→ PROVIDED RECORDS:
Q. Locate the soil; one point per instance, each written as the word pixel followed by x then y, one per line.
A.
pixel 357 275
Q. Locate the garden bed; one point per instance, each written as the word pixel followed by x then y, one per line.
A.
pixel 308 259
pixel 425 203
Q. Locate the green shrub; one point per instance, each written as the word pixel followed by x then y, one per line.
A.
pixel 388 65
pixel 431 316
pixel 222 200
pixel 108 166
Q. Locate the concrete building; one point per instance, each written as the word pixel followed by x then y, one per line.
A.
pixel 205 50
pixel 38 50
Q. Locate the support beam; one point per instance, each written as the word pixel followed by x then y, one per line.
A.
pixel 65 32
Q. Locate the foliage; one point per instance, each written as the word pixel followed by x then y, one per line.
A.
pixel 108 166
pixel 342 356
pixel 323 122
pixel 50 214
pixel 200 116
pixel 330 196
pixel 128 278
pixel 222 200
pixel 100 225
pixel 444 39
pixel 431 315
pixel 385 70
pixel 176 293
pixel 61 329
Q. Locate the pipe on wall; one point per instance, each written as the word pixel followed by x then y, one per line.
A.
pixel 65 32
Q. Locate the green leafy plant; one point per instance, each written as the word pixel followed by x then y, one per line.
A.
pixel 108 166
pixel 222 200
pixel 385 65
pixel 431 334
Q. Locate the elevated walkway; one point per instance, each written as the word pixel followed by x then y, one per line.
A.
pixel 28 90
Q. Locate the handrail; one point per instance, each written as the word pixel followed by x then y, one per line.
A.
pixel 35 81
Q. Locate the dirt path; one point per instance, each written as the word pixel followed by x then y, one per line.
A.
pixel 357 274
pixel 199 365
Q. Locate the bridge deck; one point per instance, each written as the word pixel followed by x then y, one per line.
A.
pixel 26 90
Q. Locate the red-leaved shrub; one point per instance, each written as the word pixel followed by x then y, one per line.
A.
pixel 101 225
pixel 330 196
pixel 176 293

→ WHAT YOU HAVE TO DO:
Each line from the top of the records above through the line containing "Q. Locate the green shrub;" needs to be transcribed exactly, and no line after it.

→ EXPECTED ANSWER:
Q. Locate the soil; one point per instance, each written as the word pixel followed by x then y, one per line.
A.
pixel 357 275
Q. Locate the garden bed; one point per instance, each written as the word pixel followed by x then y, one per line.
A.
pixel 308 259
pixel 425 203
Q. Locate the green shrub; one point per instance, each written as the word pixel followed by x then y, one per line.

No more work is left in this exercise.